## WORKING DATA
——————————
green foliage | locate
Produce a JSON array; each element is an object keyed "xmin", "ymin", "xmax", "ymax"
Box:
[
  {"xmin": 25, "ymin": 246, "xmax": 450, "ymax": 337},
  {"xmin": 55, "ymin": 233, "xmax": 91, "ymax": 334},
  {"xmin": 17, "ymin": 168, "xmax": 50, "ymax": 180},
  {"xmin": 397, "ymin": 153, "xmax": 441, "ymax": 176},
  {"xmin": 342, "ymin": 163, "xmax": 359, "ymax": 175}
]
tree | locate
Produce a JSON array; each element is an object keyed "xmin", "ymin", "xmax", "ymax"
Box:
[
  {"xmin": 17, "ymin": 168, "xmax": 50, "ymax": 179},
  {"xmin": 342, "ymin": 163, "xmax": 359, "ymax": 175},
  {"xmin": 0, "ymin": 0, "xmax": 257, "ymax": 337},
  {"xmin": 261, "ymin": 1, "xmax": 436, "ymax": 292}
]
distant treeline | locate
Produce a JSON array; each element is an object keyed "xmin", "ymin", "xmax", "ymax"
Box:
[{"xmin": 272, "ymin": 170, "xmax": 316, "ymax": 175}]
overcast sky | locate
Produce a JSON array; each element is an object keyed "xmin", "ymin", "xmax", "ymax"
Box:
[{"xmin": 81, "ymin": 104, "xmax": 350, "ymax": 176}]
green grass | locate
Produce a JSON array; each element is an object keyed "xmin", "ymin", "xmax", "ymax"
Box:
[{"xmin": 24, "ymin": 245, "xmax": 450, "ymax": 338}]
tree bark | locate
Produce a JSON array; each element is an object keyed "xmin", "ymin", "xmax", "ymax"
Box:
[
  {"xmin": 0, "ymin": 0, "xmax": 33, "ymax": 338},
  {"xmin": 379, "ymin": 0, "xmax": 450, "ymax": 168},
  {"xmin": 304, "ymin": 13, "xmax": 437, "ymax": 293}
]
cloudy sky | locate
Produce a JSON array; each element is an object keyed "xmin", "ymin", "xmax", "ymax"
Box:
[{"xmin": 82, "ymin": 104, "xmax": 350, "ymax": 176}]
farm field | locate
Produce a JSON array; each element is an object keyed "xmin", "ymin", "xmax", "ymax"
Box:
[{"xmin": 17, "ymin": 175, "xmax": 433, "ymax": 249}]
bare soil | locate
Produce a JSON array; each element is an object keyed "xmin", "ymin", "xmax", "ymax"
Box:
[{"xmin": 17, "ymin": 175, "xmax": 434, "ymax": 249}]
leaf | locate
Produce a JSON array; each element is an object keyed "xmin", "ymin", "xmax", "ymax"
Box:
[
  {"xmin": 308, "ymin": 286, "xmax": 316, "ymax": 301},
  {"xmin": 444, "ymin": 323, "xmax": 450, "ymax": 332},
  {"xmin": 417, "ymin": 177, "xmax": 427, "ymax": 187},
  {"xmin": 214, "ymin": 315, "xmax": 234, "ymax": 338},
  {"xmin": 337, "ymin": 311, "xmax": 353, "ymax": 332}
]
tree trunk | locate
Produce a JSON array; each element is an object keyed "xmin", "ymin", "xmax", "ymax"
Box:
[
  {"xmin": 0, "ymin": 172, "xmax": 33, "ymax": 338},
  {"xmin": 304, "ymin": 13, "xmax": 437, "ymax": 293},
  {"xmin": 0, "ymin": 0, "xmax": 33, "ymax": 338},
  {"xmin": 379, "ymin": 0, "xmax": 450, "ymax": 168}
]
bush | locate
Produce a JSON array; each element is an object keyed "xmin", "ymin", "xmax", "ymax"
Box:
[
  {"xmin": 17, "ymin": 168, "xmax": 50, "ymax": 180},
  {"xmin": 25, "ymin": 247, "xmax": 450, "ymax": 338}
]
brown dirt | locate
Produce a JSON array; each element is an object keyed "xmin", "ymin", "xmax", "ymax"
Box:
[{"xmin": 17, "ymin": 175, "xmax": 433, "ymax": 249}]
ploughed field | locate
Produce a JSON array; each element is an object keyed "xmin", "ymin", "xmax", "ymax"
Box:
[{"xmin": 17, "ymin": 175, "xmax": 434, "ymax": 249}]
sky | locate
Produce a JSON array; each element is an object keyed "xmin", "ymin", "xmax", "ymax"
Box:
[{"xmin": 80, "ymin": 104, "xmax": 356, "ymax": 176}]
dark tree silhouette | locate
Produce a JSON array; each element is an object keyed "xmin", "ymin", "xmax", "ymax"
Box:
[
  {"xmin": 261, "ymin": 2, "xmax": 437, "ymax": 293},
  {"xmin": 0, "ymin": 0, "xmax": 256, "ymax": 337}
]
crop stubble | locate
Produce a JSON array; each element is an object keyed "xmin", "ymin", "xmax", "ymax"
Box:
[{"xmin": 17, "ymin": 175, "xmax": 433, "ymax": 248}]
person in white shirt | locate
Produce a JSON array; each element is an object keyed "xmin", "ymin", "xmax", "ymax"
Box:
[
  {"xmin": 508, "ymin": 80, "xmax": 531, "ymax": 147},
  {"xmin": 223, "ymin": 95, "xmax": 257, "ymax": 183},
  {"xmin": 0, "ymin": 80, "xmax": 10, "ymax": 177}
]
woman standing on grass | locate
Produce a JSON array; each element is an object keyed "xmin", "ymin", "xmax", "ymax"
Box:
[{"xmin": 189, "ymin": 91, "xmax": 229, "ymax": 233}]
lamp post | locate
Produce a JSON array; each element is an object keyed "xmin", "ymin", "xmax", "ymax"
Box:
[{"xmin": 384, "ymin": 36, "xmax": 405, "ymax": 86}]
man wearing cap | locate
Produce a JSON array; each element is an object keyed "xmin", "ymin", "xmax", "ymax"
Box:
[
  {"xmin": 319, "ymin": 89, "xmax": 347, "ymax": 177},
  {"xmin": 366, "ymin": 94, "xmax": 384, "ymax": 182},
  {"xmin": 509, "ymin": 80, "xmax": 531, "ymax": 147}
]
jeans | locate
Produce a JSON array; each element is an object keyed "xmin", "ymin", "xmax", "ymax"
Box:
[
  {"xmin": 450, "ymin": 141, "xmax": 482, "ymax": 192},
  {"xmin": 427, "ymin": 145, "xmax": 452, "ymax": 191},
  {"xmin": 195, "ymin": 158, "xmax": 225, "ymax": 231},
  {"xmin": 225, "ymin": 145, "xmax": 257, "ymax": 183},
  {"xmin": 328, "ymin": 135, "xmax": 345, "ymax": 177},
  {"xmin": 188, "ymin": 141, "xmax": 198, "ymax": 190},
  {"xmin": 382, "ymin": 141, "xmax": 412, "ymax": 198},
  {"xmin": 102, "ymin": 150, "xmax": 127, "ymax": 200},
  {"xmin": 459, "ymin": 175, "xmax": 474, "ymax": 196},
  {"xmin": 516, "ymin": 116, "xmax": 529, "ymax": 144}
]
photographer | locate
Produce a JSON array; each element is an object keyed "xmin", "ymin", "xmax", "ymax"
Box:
——————————
## WORK TO COMPLETE
Pick out every line of the data above that contains the string "grass", counting case.

## SOLUTION TO THIS TASK
green grass | locate
woman standing on grass | locate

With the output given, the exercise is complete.